> Image-grounded pointing data
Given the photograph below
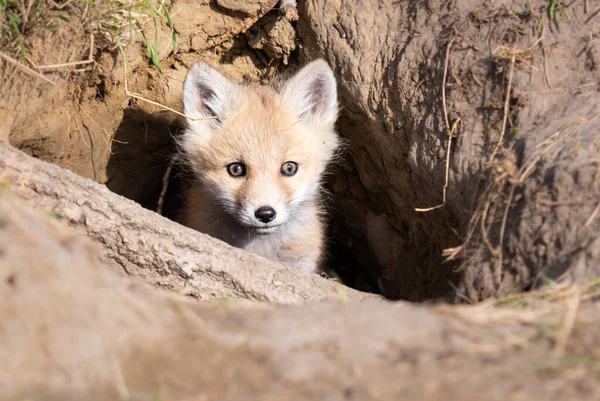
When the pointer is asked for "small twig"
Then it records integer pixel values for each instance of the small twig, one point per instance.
(498, 272)
(139, 97)
(450, 133)
(25, 68)
(163, 193)
(593, 215)
(530, 7)
(569, 322)
(55, 66)
(444, 83)
(506, 106)
(428, 209)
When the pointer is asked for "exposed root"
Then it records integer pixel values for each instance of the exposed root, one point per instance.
(152, 102)
(26, 69)
(450, 133)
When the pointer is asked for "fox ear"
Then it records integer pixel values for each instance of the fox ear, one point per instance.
(312, 94)
(207, 93)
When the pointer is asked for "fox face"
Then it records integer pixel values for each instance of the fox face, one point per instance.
(261, 157)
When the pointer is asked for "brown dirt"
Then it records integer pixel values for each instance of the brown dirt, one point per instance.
(92, 334)
(391, 61)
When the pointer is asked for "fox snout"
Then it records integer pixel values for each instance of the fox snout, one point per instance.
(265, 214)
(259, 154)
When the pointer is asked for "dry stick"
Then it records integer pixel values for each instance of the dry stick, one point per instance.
(498, 271)
(530, 7)
(25, 68)
(569, 322)
(450, 132)
(55, 66)
(506, 106)
(139, 97)
(163, 193)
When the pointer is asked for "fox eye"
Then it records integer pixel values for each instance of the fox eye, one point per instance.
(236, 170)
(289, 169)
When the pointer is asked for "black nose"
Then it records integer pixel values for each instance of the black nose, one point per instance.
(265, 214)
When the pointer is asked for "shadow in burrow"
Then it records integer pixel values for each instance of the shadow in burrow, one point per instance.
(142, 148)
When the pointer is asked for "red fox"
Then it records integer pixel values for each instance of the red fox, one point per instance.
(258, 165)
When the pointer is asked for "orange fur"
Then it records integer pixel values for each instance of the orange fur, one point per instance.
(261, 128)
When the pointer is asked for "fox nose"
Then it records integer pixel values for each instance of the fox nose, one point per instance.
(265, 214)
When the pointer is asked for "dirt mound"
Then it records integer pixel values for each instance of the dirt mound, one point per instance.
(516, 90)
(507, 202)
(98, 336)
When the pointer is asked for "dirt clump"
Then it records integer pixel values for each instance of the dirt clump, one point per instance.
(498, 78)
(99, 336)
(469, 127)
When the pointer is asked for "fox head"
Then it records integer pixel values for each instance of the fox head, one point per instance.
(263, 155)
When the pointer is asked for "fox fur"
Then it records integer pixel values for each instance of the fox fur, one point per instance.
(242, 161)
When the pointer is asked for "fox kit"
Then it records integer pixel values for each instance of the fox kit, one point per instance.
(258, 165)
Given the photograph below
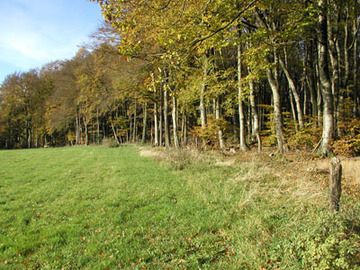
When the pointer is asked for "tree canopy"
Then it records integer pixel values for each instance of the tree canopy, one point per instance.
(210, 73)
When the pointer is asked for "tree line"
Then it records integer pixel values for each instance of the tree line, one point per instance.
(209, 73)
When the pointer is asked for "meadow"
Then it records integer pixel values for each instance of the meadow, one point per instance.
(136, 208)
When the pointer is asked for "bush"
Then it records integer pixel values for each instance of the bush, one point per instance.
(347, 146)
(334, 243)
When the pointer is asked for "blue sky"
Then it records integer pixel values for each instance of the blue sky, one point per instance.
(36, 32)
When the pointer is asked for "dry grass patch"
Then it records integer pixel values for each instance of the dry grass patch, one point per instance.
(146, 151)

> WHAT TO DO
What you give back must match the entries exactly, apart from the omitted pictures.

> EXPECTED OUTPUT
Given the photograph below
When the pointer is asked for "small twig"
Then it records integer pixel values for each instance of the small twig, one point per instance.
(498, 272)
(139, 97)
(450, 133)
(25, 68)
(163, 193)
(593, 215)
(530, 7)
(569, 322)
(55, 66)
(444, 83)
(506, 106)
(428, 209)
When the pointer is asked for "exposed root"
Then it records integer pixel values for each instance of the exposed root, one point per instance.
(152, 102)
(26, 69)
(450, 133)
When the pointer is asked for "fox ear"
Then it records integer pixel values for each instance of the fox ear, one point per instance.
(312, 94)
(207, 93)
When the pointer is asked for "fox face"
Then it records integer pixel values for each instance of the fox face, one point per instance.
(261, 157)
When the pointer is asked for "brown dirt"
Then it records integer pixel values for each instance of the brown dirt, one point per instance.
(92, 334)
(391, 61)
When the pointer is asked for "fox snout"
Then it records integer pixel values for each instance of the fox snout, one point per instance.
(265, 214)
(259, 154)
When the pointer is asked for "dry stick"
Then it records integer pixel values for each instance of the dry stick, one point per instance.
(498, 271)
(530, 7)
(25, 68)
(569, 322)
(450, 132)
(55, 66)
(506, 106)
(139, 97)
(163, 193)
When the pointer is asked for "fox eye"
Then it records integer pixel values for each instance of the fox eye, one point per instance.
(236, 170)
(289, 169)
When the pointer is asked for "black nose"
Then it records integer pixel values for each instance of the black nose, one point per instance.
(265, 214)
When the pointer is asked for "shadow in burrow"
Then it records integer pixel values for each instance of the shadow in burrow, one point per instance.
(142, 148)
When the pointer is asked for "red fox"
Then it records integer pixel values for each instance of the red fox, one point per instance.
(258, 165)
When the pointer is asked for "orange fur"
Then it records integer pixel values for each instance of the orange fur, one point per instance.
(261, 128)
When the pointer is asked for "fox nose"
Then it records integer pixel values for each instance of the fox nose, one point per instance.
(265, 214)
When the pointer is asked for "dirt mound"
Then it records integer pixel values for each instance of the dirt mound, one point per instance.
(516, 90)
(507, 202)
(98, 336)
When the pointer is asked for "dirt clump"
Then it records integer pixel values for each instance of the dirt clump, one point per instance.
(498, 78)
(99, 336)
(469, 127)
When the pointer is asked for "fox head"
Then it records integer pixel values for each instance of the fox head, one point per instance.
(263, 155)
When the pointer is asked for "fox fur"
Then it records integer pixel values for each instance of the fox fur, one point per instance.
(242, 161)
When the pointer is asked for "fox kit"
Then it records integer pixel values for each instance of the fox kit, one point per instance.
(258, 165)
Given the photograph below
When the pointer is asked for "tree canopy"
Then it records integer pixel values for each instance of the tree canopy, one point per instance.
(210, 73)
When the pointer is asked for "tree line"
Then it records integer pixel values for each instance of the tree line, one point per instance.
(209, 73)
When the pointer is asked for "meadow"
Then it records integer pixel values for each instance of the meadow, one point per instance.
(136, 208)
When the pointer is asked for "bush"
Then it records integer pixel values for each instance of the bush, one point per instance.
(347, 146)
(334, 243)
When the pointer is asked for "blue sky"
Then it records integer pixel values for each instance of the blue sky, one point per instance.
(36, 32)
When the pointer is asked for "dry grass patch"
Then it records integer pixel values for each instance of the dry grass patch, one point per instance.
(146, 151)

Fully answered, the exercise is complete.